▶ _Records of labeled boxes_
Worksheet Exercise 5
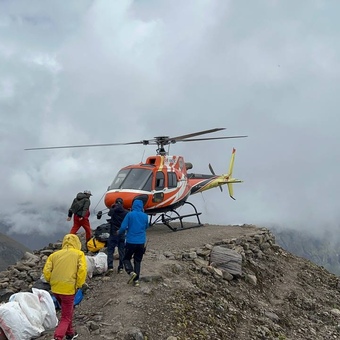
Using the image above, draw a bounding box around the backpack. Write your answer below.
[93,223,111,243]
[86,237,106,253]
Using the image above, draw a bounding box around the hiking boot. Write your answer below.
[128,272,137,283]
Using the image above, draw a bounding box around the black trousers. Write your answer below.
[123,242,144,281]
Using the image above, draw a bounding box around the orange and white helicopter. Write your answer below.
[25,128,247,231]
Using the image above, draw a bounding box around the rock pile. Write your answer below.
[0,228,340,340]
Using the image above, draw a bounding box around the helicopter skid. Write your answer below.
[150,202,203,231]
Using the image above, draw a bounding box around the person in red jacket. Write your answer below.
[67,190,92,243]
[43,234,87,340]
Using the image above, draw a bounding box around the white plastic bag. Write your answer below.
[32,288,58,330]
[0,301,41,340]
[93,252,107,275]
[9,292,46,333]
[85,255,96,279]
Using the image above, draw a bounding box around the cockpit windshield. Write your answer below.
[109,169,152,191]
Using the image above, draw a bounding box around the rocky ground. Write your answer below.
[0,225,340,340]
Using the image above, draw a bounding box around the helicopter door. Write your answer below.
[152,171,165,203]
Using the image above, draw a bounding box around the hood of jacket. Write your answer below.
[76,192,89,200]
[132,200,144,211]
[62,234,81,250]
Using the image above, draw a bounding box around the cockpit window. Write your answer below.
[109,169,152,191]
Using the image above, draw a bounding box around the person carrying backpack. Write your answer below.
[107,198,128,274]
[118,199,149,286]
[67,190,92,243]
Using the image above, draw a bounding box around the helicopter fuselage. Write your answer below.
[104,155,191,214]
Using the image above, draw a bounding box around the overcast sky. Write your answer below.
[0,0,340,248]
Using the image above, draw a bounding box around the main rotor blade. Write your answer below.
[168,128,226,141]
[24,141,145,150]
[178,136,248,142]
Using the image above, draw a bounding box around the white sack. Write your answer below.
[32,288,58,330]
[85,255,96,279]
[0,301,41,340]
[9,292,46,333]
[93,252,107,275]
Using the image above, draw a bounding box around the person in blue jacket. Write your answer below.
[118,199,149,286]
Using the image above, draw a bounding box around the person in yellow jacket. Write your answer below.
[43,234,87,340]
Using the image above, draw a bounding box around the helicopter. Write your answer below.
[25,128,247,231]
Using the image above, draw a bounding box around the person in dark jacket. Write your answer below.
[118,199,149,286]
[107,198,128,274]
[67,190,92,243]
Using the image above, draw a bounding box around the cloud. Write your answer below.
[0,0,340,247]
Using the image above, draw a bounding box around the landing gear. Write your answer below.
[149,202,203,231]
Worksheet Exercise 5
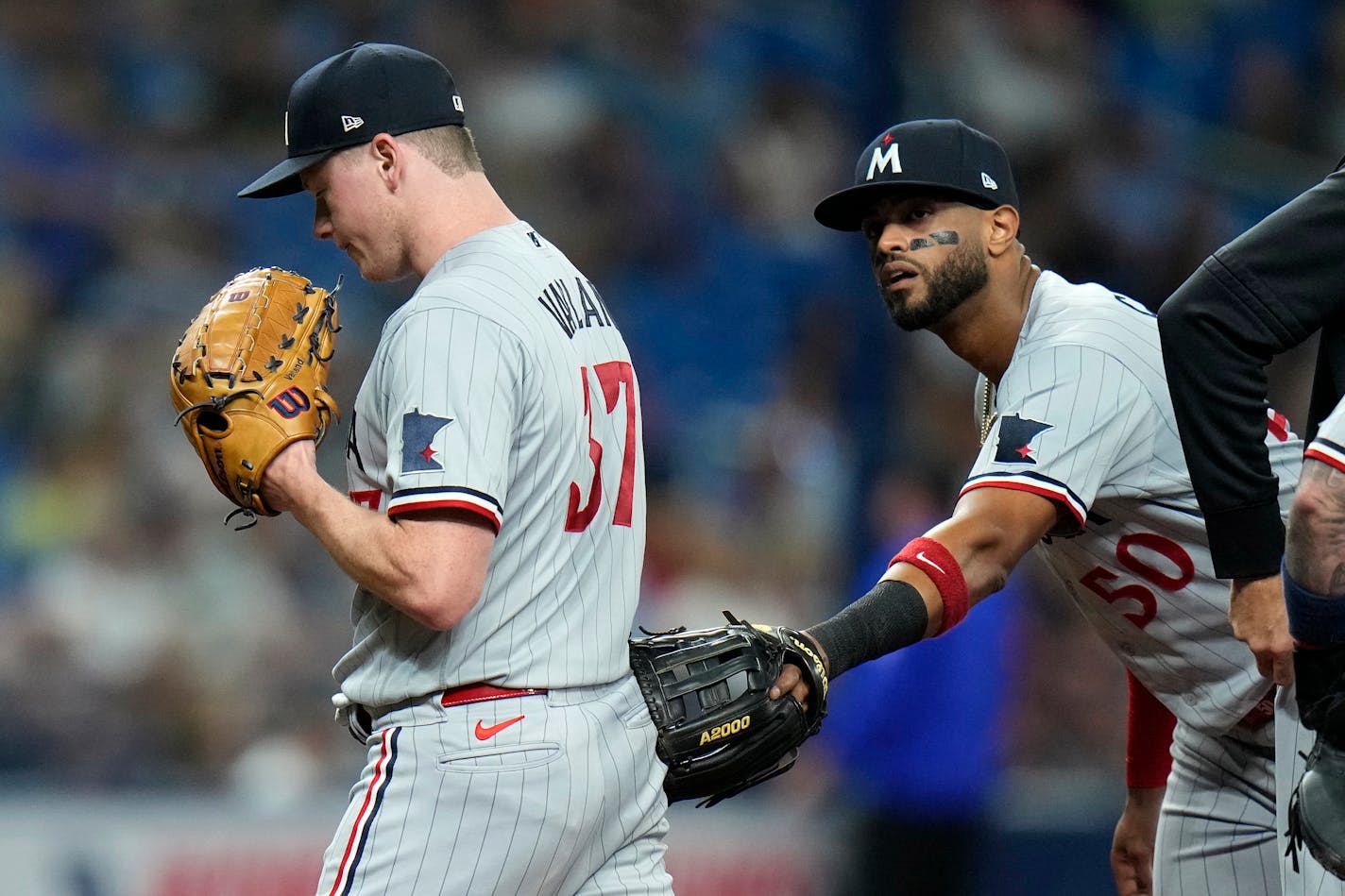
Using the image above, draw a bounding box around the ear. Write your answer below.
[986,206,1018,256]
[368,133,406,191]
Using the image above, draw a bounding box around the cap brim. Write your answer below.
[238,149,335,199]
[812,180,1012,230]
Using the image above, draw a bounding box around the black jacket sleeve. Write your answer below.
[1158,163,1345,579]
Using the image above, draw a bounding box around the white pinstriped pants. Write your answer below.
[1154,687,1345,896]
[317,677,672,896]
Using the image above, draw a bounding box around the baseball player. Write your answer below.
[1158,165,1345,877]
[776,120,1323,893]
[239,43,672,896]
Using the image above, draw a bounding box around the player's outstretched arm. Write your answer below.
[261,441,495,630]
[772,487,1057,702]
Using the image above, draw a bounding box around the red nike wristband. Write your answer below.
[888,535,971,636]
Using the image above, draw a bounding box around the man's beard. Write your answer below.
[882,236,990,332]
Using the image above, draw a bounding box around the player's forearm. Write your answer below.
[267,448,492,631]
[1158,268,1285,579]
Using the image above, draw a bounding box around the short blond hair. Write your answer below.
[400,126,485,178]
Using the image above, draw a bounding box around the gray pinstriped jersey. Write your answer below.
[333,222,644,706]
[963,272,1302,734]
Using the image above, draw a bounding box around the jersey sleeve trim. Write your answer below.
[387,485,504,533]
[1303,439,1345,471]
[958,472,1088,528]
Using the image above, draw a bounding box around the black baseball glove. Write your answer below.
[1288,647,1345,878]
[631,611,827,806]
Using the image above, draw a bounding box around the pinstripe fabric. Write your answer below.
[1304,401,1345,469]
[1154,722,1281,896]
[317,222,672,896]
[335,222,644,706]
[963,272,1345,896]
[317,680,672,896]
[964,272,1302,735]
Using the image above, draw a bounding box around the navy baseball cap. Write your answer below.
[812,118,1018,230]
[238,43,464,199]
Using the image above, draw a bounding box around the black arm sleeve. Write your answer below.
[1158,163,1345,579]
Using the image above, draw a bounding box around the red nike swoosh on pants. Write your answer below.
[476,716,523,740]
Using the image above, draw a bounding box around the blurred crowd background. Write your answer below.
[0,0,1345,892]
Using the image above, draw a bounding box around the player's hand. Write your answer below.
[1111,787,1166,896]
[1228,576,1294,686]
[770,663,809,709]
[261,439,317,513]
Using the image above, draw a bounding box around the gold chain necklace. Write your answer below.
[980,376,998,446]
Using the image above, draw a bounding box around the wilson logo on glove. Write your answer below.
[266,386,314,420]
[168,268,340,529]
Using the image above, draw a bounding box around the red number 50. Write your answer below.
[1079,532,1196,628]
[565,361,635,532]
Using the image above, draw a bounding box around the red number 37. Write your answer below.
[565,361,637,532]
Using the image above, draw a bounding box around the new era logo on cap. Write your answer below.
[238,43,464,199]
[812,118,1018,230]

▶ _The problem_
Could you rescale the stretch of the material from its start through the line containing "[0,225,340,340]", both ends included, by writing those lines out again with the requests kept and every bounding-box coordinate in the answers multiplied by 1.95 and rounded to a whole number, halves up? Leave the pictures out.

▶ _Reply to the exercise_
Worksheet Exercise 5
Using the image above, draw a bounding box around the backpack. Write your answer below.
[181,435,216,474]
[168,462,207,493]
Using the image above, draw a bounding box around the hiking boot. Write your answer below.
[250,530,267,552]
Using the image above, draw a bounding box around the black trousers. Write your answer below.
[240,472,281,548]
Using the image above, draw a bounding box around the orange and white helicopter. Write your answer below.
[49,250,482,450]
Using the image above, draw a bounding box around the rock pile. Write your answer below.
[0,445,663,663]
Using the image above, draw a bounding box around the helicopter skid. Write your answer below.
[293,394,396,450]
Using the image above, draw a bounding box around the person in red jacket. Write your answer below.
[131,371,179,474]
[84,456,170,663]
Using the image above, draw a bounding box around the white plastic bag. Write your answer below.
[62,562,113,644]
[0,587,80,663]
[181,491,209,536]
[18,569,90,649]
[166,497,187,544]
Using the image above, draw a bounding box around the cockpit windshield. Write your answer below.
[213,330,296,372]
Using the image above, draw a bounding box around the rocky ground. Write your answer below.
[0,439,663,663]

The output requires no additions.